* WHAT YOU WILL DO *
Reproduce the data that follows character for character, but omit its pictures.

DATA SECTION section start

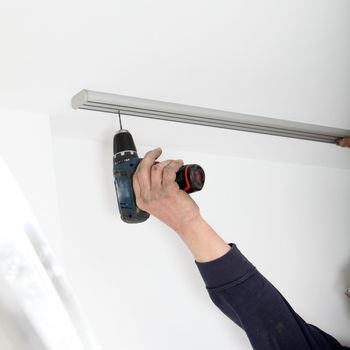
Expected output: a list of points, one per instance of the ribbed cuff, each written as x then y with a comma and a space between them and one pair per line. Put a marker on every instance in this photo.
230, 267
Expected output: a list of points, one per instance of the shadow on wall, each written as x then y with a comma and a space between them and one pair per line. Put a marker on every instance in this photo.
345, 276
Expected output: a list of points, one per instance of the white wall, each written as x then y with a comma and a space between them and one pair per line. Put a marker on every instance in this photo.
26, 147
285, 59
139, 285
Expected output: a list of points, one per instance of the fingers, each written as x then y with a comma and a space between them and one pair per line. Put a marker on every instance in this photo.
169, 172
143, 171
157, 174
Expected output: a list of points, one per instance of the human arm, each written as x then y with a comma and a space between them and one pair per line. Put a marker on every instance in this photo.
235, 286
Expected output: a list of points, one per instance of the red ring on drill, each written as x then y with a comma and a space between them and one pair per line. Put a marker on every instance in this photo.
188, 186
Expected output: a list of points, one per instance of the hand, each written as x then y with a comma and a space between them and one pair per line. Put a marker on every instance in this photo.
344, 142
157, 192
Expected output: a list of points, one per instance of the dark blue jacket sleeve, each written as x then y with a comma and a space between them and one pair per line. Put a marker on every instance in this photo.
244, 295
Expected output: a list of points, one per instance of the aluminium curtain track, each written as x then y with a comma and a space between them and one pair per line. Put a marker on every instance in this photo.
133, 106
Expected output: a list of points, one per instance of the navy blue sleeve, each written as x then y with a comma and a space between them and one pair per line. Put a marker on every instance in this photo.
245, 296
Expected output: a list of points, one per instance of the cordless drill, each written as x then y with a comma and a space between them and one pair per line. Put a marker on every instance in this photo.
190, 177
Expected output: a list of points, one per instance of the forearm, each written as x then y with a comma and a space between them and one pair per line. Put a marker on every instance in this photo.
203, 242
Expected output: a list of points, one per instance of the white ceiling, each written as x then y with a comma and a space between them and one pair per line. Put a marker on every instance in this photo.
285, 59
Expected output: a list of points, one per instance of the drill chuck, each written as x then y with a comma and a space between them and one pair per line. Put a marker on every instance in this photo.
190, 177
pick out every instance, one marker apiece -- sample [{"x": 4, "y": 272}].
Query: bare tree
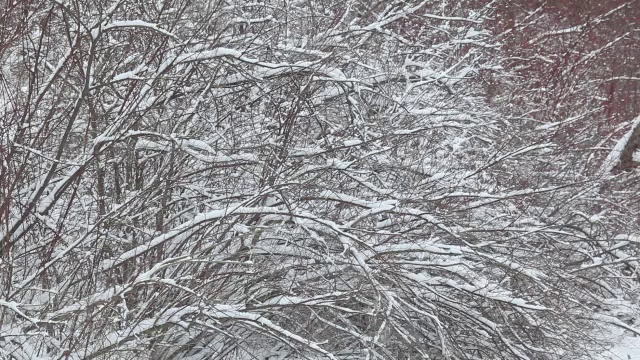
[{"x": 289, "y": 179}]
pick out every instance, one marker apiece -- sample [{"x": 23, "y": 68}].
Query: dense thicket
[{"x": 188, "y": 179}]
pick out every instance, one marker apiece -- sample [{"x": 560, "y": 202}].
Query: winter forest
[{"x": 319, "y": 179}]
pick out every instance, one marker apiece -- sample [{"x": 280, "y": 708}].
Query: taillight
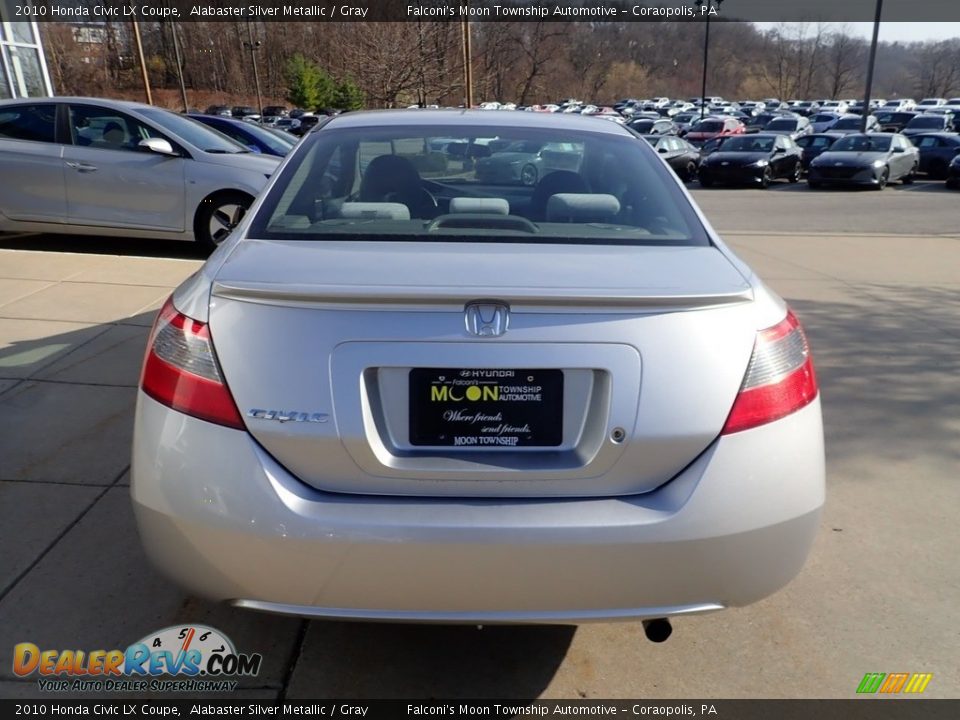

DATA SECTION section end

* RESPONSE TO THE TASK *
Expected output: a list of points, one per instance of the ribbed cuff, each written as x then y with a comma and a space between them and one pair per line. Put a marker on every instance in this photo.
230, 267
Expected output: a list of points, one per instance of the shadow on wall, each written as x then y with a comma and a space between them and one pair per line. Put a marker on every instance in this photo.
345, 276
Expected output: a list of points, one per instance of the white wall, each written as x then y with a comma and a space between them and one pair per line. Put a marker on every instance in this photo.
26, 147
285, 59
139, 285
Expected output: a list of points, one per instance of the fingers, each written as x then y with a comma and a space between them and one pair per line. Put a marker on every instance in this photo.
169, 172
143, 171
157, 174
Expected output: a list of points, one per instance of the human arm, each written as x then y with a comma and a space between them and one pair per line. Put a marker on every instance in this photo.
235, 286
Expected output: a list of points, one per instance of the red ring on drill, each written as x then y with a comma and a space between them and one pair per line. Put a marker on every instance in this photo.
188, 186
Expected output: a list of points, one per instance of the hand, each written as x then y with a comma and a space between them and one pair per line. Put a marker on every instance in this photo.
344, 142
157, 192
Expected output: a list of points, one per instance of the dark blue jacket sleeve, each written as x then y with a comma and a space between them and one pair per line. Put a marker on every instance in this photo.
244, 295
Expected output: a list of points, one per instance of the aluminium curtain track, each written as x then y with a comma and a space between them and one pair per line. Put a marker on every instance in this photo.
133, 106
Expected output: a list of points, one per instance of the navy blue sleeve, each written as x then y with a comma and a space between them and one pair per line. Put a marker on every instance in this photo.
245, 296
Expected output: a list of points, one per instance of the cordless drill, each written as x then y with a comma and a space between them and one pair per line. Put a marker on every instance in this photo.
190, 177
Expected output: a list of points, one per instance of the forearm, each written as x then y with a comma and a space between them and one pair per line. Put a marker on every instance in this photo.
203, 242
Expected output: a list of points, one per instance of the white ceiling, each written as x then y with a comma and a space between them and one pair per line. Put a marker on every instance in this photo.
285, 59
Expected output: a list of points, one per instance of the drill chuck, each written as x then y with a comma and a space between them and one pair per line. Put a marker on every instance in this photo.
190, 177
pick out every instance, one marker apiece -- sample [{"x": 4, "y": 272}].
Query: bare tree
[{"x": 289, "y": 179}]
pick out every instance, one marker apiece -- sample [{"x": 23, "y": 68}].
Query: dense thicket
[{"x": 188, "y": 179}]
pick out every instance, one marker apiece -- sample [{"x": 560, "y": 202}].
Query: winter forest
[{"x": 319, "y": 179}]
pick out every instance, one marker apiece -- sample [{"x": 280, "y": 708}].
Query: taillight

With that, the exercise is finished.